Starting at the line with "Task: indicate one point on every instance of the person", retype every line through the end of the listing exactly as written, and nothing before it.

Data for this exercise:
· · · · · · ·
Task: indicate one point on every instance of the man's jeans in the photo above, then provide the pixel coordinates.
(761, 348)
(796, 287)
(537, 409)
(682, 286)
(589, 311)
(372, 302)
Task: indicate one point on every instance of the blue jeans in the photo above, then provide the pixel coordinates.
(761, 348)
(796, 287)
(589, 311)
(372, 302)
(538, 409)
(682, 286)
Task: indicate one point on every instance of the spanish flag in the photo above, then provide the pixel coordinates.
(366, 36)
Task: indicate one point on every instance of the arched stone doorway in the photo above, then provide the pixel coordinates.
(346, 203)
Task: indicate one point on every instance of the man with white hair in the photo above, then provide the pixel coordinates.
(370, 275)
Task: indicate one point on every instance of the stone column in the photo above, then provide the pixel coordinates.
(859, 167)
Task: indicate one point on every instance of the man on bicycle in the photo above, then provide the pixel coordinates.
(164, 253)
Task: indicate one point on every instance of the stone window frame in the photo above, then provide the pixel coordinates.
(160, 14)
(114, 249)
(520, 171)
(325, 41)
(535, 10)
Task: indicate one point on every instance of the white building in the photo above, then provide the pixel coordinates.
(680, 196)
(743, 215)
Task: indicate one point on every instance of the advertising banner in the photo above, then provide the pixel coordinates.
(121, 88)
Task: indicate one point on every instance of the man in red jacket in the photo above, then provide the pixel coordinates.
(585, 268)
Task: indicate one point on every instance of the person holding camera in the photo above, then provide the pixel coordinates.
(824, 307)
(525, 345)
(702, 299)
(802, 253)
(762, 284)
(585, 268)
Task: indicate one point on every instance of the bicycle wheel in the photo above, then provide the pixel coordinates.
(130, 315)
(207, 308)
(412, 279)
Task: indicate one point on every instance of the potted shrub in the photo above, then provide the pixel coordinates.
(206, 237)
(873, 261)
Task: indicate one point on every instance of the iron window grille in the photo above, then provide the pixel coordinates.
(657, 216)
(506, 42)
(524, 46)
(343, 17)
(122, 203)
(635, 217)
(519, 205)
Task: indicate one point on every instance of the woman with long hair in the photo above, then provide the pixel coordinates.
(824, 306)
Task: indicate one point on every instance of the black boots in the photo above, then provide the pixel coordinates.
· · · · · · ·
Completed exercise:
Task: indicate one point on every instance of the person holding camera in the photo above, then provide the pixel coordinates.
(824, 307)
(525, 345)
(702, 299)
(802, 253)
(762, 284)
(585, 268)
Task: indicate one point on every instance of the bicycle wheel in the photo above, then provide the pixel coordinates.
(130, 315)
(207, 308)
(412, 279)
Task: indicate one point on every instance of the potted shrub in the photo above, then provide the pixel coordinates.
(206, 237)
(873, 261)
Task: indicate one point on every instance of the iron window grille in the photo above, then provide the pixel coordinates.
(657, 216)
(506, 42)
(524, 46)
(343, 17)
(122, 203)
(635, 217)
(519, 205)
Task: indicate one point on every instance of the woman with long hair in the photo above, then provide the pixel coordinates.
(824, 306)
Task: indicate one point on every instance of the black boots in the photo above, then provide the pixel coordinates.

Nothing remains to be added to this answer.